§ Aim:
Arrange every line of the data below as a numbered list, leaving out the blank lines.
---
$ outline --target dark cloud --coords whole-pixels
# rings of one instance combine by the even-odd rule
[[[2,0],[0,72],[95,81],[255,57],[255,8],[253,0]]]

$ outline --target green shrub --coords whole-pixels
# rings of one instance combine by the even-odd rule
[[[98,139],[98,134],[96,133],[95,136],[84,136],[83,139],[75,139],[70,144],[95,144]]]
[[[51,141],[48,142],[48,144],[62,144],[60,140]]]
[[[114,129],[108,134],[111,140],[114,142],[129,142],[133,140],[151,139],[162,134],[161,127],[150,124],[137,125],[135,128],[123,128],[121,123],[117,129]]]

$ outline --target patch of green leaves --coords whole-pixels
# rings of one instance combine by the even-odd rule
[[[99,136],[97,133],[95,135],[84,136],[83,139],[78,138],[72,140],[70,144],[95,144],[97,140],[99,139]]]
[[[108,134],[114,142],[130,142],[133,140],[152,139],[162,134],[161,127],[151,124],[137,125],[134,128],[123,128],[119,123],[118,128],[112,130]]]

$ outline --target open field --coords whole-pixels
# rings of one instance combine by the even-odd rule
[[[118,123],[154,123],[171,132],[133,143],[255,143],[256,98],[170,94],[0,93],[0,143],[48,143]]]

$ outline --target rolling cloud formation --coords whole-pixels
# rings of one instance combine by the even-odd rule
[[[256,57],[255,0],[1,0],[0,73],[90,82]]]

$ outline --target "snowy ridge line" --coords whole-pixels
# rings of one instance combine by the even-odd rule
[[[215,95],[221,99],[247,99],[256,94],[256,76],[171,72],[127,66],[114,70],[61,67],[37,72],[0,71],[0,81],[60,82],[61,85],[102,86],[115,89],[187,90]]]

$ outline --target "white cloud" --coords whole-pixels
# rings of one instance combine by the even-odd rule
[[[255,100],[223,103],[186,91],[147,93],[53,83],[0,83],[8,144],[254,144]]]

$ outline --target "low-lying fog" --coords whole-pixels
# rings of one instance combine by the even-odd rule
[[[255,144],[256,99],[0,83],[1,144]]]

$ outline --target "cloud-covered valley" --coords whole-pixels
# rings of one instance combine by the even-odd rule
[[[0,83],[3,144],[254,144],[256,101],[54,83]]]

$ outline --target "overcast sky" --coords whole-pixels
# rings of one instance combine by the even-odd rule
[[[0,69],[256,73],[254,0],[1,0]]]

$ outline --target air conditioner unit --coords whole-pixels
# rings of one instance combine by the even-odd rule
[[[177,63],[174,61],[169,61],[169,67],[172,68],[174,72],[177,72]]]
---
§ Complete output:
1. $ outline --target dark cloud --coords whole-pixels
2. # rings of one instance combine by the even-odd rule
3. [[[2,0],[0,72],[95,81],[255,57],[255,8],[253,0]]]
4. $ outline --target green shrub --coords whole-pixels
5. # rings of one instance combine by the even-odd rule
6. [[[98,139],[98,134],[96,133],[95,136],[84,136],[83,139],[75,139],[70,144],[95,144]]]
7. [[[51,141],[48,142],[48,144],[62,144],[60,140]]]
8. [[[114,129],[108,134],[111,140],[114,142],[129,142],[133,140],[151,139],[162,134],[161,127],[150,124],[137,125],[135,128],[123,128],[121,123],[117,129]]]
9. $ outline --target patch of green leaves --coords whole-pixels
10. # rings of one instance combine by the even-odd rule
11. [[[99,136],[97,133],[95,135],[84,136],[83,139],[78,138],[72,140],[70,144],[95,144],[97,140],[99,139]]]
12. [[[108,134],[114,142],[130,142],[133,140],[152,139],[162,134],[161,127],[151,124],[137,125],[134,128],[123,128],[119,123],[118,128],[112,130]]]
13. $ outline --target open field --coords whole-pixels
14. # rings of one instance combine by the even-odd rule
15. [[[118,123],[154,123],[171,132],[133,143],[255,143],[256,98],[170,94],[0,93],[0,143],[48,143]]]
16. $ outline --target rolling cloud formation --coords whole-pixels
17. # rings of one instance combine by the even-odd rule
18. [[[256,57],[255,0],[1,0],[0,73],[90,82]]]
19. $ outline --target "snowy ridge line" --coords whole-pixels
20. # rings of one instance combine by the even-odd rule
21. [[[215,95],[221,99],[247,99],[256,94],[256,76],[171,72],[127,66],[114,70],[61,67],[37,72],[0,71],[0,81],[60,82],[61,85],[102,86],[115,89],[187,90]]]
22. $ outline --target "white cloud" --coords whole-pixels
23. # rings of one instance combine by the even-odd rule
24. [[[255,100],[223,103],[186,91],[147,93],[53,83],[0,83],[8,144],[254,144]]]
25. $ outline --target "low-lying fog" --coords whole-pixels
26. # rings of one instance combine by the even-odd rule
27. [[[255,144],[256,99],[0,83],[1,144]]]
28. $ outline --target "cloud-covered valley" --coords whole-pixels
29. # rings of one instance combine by the even-odd rule
30. [[[0,83],[3,144],[254,144],[256,101],[54,83]]]
31. $ outline --target "overcast sky" --coords whole-pixels
32. # rings of one instance combine by the even-odd rule
33. [[[0,69],[256,73],[254,0],[1,0]]]
34. $ outline --target air conditioner unit --coords whole-pixels
35. # rings of one instance combine by the even-odd rule
36. [[[177,63],[174,61],[169,61],[169,67],[172,68],[174,72],[177,72]]]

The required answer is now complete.